- _Passage given_:
»»

LOL I'm thinking we all need to switch to TB's ISP

----------


## torchbearer

> 114ms is my best to msn.com  150 is my worst.  That's with OpenDNS.  It is....  220ms average with RR DNS.   
> 
> Ping to IP 4.2.2.2 is 290ms with 66% packet loss


32ms for that IP here. one of your hubs must be slowing you down.

----------


## Mini-Me

> use neotrace. you have to ping on the browser port or you will get no ping.


Ah, that makes sense.  They're just in stealth mode.

----------


## torchbearer

neotrace can tell you which hubs are slowing you down. it color codes them to show you where bottlenecks exist on the network. i'm trying different site to see if i find any.
will try some .gov site.

----------


## Mini-Me

> 32ms for that IP here. one of your hubs must be slowing you down.


Same here (32 ms avg...though I'm actually slightly under.  Gotcha, bitch!).

----------


## torchbearer

i get to whitehouse.gov in 140ms.

----------


## torchbearer

> Ah, that makes sense.  They're just in stealth mode.

««

- _Request_: Reproduce word for word the portion of the forum thread above, starting with "LOL I'm thinking" and going on through "with RR DNS.".

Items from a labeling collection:
»»

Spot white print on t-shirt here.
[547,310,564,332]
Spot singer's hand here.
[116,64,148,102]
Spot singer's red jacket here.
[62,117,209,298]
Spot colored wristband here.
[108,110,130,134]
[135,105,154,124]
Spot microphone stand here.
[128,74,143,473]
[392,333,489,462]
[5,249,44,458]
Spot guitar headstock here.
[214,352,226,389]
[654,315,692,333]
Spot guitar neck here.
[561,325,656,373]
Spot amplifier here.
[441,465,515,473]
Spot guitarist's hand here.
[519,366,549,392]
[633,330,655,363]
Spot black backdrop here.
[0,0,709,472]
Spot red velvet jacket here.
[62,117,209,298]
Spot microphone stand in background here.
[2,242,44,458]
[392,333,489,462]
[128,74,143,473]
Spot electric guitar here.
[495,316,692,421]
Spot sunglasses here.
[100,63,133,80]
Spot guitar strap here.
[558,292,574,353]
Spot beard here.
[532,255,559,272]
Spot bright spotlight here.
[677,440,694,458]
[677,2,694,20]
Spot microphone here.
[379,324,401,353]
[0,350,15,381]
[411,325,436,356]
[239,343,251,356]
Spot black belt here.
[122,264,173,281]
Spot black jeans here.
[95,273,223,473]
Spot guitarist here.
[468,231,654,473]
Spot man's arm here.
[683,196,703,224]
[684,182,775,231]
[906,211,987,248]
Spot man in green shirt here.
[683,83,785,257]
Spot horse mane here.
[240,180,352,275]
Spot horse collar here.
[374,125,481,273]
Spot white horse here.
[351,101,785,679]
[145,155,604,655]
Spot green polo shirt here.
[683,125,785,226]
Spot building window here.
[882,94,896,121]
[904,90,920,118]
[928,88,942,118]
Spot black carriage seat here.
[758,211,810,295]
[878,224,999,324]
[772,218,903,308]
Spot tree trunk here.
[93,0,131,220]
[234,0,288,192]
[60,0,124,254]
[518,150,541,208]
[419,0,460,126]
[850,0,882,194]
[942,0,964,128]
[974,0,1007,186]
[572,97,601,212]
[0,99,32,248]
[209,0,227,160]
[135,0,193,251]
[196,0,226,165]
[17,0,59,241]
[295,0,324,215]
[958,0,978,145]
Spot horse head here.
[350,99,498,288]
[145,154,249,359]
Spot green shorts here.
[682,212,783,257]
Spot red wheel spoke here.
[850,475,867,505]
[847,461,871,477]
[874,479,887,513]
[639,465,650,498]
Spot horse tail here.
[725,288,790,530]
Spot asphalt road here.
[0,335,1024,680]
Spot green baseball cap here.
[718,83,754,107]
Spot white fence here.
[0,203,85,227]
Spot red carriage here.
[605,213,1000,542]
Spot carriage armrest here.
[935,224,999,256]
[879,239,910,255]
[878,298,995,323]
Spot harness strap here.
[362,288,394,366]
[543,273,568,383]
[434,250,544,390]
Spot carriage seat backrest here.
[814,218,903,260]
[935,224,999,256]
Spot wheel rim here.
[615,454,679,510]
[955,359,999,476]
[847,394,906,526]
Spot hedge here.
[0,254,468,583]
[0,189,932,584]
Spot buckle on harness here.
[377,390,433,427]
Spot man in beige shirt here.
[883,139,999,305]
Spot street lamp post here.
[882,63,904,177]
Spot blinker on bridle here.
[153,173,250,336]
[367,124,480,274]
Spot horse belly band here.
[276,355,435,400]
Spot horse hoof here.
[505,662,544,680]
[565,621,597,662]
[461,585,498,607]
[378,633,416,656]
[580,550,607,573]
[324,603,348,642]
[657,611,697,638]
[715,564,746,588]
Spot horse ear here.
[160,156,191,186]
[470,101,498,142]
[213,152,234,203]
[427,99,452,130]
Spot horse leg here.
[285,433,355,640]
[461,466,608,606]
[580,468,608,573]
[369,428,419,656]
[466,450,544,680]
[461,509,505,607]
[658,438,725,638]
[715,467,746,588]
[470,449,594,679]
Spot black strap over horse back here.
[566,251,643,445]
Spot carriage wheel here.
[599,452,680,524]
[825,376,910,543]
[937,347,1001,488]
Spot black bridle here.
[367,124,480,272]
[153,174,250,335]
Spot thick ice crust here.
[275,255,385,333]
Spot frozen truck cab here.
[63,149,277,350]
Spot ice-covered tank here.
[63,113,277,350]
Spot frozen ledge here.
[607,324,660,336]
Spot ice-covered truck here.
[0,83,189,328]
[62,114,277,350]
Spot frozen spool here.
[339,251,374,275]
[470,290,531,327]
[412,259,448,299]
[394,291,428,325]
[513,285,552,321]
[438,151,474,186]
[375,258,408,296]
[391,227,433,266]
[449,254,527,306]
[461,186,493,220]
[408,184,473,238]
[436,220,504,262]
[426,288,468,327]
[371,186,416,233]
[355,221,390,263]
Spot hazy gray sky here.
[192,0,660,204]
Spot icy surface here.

««

- _Problem solution_:
LOL I'm thinking we all need to switch to TB's ISP

----------


## torchbearer

> 114ms is my best to msn.com  150 is my worst.  That's with OpenDNS.  It is....  220ms average with RR DNS.